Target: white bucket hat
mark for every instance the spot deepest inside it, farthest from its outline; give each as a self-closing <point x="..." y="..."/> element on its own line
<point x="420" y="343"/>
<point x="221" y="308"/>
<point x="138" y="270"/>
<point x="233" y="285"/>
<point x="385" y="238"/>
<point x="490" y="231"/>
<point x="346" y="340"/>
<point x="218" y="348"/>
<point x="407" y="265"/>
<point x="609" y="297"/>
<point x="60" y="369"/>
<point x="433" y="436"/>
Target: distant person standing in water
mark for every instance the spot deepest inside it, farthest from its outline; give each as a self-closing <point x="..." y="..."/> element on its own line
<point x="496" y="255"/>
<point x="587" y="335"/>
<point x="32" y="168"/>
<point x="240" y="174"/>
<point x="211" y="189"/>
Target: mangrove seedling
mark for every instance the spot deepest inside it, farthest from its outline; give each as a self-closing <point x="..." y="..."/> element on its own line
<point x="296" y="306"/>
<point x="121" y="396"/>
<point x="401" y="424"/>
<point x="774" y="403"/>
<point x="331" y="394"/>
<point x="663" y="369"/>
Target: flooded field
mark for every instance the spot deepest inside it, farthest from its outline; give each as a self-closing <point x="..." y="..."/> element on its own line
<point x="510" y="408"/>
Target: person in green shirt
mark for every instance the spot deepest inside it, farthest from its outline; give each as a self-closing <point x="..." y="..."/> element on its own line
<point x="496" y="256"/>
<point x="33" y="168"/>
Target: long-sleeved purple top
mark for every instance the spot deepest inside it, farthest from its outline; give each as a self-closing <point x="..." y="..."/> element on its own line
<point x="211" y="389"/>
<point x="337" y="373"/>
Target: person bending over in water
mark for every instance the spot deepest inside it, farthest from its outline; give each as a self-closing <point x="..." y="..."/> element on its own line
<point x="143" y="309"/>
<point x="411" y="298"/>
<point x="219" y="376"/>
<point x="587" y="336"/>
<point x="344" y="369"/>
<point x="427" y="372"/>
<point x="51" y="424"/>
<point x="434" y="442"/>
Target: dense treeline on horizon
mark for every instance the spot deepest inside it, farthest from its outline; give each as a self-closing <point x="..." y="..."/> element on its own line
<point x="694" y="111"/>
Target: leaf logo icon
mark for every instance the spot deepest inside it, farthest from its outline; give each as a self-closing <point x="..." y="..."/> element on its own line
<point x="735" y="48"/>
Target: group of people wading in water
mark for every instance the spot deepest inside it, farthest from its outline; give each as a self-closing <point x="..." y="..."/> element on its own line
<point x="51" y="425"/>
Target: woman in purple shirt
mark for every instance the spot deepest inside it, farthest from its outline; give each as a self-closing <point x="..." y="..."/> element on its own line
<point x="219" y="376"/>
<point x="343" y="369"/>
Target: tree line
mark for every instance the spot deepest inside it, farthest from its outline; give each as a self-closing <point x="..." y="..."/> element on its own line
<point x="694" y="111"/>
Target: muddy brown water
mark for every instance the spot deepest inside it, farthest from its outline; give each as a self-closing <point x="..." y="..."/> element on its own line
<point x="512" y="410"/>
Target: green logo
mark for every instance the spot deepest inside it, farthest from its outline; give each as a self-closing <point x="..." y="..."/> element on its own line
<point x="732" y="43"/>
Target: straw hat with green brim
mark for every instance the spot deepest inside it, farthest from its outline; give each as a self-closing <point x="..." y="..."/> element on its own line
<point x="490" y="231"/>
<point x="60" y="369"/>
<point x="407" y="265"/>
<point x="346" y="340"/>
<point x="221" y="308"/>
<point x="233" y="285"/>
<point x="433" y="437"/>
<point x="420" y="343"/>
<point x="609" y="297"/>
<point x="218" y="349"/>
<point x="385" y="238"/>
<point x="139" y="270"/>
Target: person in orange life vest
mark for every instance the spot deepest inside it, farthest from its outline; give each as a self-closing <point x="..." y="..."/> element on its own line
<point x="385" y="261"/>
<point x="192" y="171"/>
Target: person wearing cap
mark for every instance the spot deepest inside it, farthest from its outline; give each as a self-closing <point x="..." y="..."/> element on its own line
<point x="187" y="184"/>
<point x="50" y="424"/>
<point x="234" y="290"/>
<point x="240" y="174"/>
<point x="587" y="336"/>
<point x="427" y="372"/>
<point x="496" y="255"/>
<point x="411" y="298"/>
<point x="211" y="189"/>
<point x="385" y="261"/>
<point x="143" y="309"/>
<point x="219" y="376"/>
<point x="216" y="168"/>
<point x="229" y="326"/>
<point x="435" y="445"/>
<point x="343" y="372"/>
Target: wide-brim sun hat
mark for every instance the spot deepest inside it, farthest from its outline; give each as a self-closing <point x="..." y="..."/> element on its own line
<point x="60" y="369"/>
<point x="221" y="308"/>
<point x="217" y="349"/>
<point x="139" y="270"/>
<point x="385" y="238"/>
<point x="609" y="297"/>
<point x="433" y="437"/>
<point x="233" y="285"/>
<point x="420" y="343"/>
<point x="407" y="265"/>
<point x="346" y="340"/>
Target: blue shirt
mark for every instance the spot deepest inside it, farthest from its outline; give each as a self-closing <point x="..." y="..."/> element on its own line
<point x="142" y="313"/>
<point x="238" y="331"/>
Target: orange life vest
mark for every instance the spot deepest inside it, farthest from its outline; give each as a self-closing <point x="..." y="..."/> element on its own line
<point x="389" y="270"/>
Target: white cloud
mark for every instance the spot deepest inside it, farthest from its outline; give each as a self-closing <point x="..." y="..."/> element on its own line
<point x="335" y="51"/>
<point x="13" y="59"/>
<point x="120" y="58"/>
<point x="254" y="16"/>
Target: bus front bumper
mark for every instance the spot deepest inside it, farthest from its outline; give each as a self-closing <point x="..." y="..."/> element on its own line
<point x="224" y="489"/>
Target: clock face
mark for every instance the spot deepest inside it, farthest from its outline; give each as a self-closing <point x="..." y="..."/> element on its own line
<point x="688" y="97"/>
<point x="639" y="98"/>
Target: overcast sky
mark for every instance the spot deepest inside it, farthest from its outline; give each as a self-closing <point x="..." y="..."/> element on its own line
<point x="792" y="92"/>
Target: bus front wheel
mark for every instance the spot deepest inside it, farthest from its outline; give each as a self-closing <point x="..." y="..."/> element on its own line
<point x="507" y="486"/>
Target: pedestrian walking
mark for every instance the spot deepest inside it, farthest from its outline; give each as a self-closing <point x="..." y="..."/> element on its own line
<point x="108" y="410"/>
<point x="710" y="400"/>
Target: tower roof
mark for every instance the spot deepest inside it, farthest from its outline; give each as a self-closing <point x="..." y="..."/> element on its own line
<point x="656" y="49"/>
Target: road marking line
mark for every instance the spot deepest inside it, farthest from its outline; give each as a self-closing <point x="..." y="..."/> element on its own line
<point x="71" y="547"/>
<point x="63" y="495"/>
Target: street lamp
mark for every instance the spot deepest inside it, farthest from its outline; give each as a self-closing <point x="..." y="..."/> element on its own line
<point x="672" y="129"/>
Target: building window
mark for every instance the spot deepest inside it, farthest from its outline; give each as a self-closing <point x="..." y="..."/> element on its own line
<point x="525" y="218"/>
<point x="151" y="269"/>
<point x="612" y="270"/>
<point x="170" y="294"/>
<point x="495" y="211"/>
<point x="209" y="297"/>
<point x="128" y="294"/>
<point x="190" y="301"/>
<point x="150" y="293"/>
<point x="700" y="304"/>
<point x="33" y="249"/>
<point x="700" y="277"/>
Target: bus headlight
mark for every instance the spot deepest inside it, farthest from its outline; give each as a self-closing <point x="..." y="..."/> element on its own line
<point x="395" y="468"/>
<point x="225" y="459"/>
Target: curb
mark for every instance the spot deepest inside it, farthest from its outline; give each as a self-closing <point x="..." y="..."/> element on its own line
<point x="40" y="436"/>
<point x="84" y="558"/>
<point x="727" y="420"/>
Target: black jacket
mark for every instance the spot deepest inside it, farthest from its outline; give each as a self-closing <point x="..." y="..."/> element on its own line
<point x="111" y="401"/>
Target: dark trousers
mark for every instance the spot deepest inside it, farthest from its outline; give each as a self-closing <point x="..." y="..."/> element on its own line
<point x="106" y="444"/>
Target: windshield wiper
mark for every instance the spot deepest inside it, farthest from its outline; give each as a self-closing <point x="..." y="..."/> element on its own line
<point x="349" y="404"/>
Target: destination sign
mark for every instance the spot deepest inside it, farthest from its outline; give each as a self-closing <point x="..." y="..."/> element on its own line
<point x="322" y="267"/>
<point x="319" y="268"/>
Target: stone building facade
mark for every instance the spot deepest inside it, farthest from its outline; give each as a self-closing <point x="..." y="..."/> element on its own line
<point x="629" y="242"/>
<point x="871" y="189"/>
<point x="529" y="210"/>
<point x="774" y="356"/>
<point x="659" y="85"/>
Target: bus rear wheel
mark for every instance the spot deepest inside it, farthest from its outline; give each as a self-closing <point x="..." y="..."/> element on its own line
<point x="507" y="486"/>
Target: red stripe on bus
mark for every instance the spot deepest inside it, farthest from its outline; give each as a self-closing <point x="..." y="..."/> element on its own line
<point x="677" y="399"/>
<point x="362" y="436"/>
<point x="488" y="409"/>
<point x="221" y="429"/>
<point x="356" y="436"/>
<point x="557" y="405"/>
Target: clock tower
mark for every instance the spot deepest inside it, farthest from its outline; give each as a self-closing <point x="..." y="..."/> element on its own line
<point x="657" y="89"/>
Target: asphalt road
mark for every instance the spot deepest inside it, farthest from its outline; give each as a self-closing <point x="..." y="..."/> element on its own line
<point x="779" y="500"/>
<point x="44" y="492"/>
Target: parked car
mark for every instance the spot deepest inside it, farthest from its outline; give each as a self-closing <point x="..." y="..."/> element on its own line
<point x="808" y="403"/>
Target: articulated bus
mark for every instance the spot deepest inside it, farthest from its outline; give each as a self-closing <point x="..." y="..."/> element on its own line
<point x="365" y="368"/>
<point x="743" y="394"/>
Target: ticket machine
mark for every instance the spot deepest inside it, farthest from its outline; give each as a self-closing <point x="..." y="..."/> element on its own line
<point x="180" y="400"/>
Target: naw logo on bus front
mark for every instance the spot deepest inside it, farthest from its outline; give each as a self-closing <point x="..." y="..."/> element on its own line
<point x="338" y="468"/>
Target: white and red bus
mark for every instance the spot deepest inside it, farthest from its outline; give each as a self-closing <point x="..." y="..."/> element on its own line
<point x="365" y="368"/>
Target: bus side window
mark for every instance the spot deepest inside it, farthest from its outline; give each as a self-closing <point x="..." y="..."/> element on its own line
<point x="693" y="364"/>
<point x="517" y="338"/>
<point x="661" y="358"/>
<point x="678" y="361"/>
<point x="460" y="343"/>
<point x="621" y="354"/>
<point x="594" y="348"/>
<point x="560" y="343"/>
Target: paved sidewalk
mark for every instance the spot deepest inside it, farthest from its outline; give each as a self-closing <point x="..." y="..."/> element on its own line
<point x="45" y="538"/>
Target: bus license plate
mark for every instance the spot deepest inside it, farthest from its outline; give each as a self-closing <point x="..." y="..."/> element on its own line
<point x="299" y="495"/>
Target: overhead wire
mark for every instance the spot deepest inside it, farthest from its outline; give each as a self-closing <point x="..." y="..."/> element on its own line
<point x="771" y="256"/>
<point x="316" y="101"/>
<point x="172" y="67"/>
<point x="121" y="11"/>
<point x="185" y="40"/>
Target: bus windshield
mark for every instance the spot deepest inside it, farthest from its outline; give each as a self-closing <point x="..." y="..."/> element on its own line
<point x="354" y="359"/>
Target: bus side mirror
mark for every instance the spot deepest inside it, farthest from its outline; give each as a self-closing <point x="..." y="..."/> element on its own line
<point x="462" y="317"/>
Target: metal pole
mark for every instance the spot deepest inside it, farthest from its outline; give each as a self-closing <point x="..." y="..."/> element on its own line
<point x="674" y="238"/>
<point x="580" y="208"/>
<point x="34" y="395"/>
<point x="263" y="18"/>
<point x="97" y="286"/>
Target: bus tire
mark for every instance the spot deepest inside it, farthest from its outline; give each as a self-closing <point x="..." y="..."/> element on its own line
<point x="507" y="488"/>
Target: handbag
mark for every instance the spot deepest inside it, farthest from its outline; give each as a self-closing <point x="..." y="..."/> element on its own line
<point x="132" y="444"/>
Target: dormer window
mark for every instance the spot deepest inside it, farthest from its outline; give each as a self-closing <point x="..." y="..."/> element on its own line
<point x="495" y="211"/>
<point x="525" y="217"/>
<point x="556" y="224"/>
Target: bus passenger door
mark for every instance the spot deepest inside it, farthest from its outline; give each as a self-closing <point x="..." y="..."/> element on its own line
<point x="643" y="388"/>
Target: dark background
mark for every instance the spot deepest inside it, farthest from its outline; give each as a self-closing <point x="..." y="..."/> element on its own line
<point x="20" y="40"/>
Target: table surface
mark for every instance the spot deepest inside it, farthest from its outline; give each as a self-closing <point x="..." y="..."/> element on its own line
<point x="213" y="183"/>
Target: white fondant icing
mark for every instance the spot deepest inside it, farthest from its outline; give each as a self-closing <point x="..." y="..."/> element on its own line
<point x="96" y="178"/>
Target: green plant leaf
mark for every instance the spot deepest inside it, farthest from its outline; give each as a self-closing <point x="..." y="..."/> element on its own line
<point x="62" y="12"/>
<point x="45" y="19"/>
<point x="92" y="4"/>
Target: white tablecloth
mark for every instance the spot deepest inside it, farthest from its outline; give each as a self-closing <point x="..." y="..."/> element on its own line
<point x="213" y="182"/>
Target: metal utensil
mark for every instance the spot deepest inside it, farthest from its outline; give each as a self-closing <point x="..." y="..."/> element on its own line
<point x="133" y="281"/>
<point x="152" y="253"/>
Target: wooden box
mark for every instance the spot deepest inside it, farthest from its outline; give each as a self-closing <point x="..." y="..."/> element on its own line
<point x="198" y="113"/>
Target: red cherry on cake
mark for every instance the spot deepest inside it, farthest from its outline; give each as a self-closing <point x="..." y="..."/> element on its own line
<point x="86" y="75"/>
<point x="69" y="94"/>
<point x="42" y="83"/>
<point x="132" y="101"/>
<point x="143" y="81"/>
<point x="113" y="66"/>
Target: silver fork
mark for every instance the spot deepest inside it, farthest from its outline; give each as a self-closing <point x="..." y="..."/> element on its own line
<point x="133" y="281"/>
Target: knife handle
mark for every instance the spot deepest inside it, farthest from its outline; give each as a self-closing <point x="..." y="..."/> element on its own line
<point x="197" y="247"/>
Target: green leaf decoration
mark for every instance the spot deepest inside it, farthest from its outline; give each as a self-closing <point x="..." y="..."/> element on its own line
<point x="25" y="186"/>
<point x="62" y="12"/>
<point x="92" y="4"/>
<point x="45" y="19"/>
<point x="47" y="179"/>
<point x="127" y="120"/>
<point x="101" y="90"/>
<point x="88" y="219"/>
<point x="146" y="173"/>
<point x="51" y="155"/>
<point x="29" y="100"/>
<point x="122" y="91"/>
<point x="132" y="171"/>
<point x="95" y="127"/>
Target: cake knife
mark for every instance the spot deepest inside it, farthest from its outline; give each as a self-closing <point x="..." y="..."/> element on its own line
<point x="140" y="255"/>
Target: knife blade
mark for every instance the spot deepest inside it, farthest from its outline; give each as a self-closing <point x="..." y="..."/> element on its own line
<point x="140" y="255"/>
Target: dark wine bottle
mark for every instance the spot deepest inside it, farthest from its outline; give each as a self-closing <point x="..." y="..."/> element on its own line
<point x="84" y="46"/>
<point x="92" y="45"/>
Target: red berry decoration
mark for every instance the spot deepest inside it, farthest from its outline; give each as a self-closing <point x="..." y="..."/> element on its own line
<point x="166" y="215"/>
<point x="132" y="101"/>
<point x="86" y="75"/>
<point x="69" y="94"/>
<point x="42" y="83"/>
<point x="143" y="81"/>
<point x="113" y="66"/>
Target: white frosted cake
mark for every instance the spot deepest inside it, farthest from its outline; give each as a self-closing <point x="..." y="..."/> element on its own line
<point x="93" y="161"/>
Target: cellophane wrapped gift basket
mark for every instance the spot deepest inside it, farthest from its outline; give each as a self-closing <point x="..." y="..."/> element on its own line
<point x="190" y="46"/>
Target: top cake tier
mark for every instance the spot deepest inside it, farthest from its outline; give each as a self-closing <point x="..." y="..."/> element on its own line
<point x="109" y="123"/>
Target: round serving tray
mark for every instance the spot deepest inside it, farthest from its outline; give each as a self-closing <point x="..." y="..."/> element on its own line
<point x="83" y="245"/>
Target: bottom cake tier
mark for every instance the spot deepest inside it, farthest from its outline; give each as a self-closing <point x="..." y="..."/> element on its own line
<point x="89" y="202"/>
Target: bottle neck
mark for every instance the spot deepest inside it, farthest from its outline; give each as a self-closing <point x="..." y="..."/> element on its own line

What you are asked to do: Only the lines from the one containing "Target: white frosted cake" through the end of the material should be reproduced, exactly, with both ends included.

Output below:
Target: white frosted cake
mark for every instance the spot deepest inside it, farthest from its outline; give each as a self-closing <point x="..." y="..."/> element on its own line
<point x="93" y="161"/>
Target: cellophane wrapped gift basket
mark for every instance the spot deepest inside it, farthest from its outline; give each as a self-closing <point x="..." y="..."/> element on its own line
<point x="190" y="46"/>
Target: top cake tier
mark for every instance the spot deepest inside it, farthest from its outline; give each as a self-closing <point x="..." y="..."/> element on its own line
<point x="109" y="123"/>
Target: round serving tray
mark for every instance the spot deepest inside it, farthest from its outline; give each as a self-closing <point x="..." y="..."/> element on its own line
<point x="83" y="245"/>
Target: bottom cake tier
mark for every instance the spot deepest inside it, farthest from its outline; give each as a self-closing <point x="..." y="..."/> element on its own line
<point x="89" y="202"/>
Target: bottle neck
mark for every instance the spot deepest inside it, farthest from its outline; give each as a self-closing <point x="..." y="..."/> element on its own line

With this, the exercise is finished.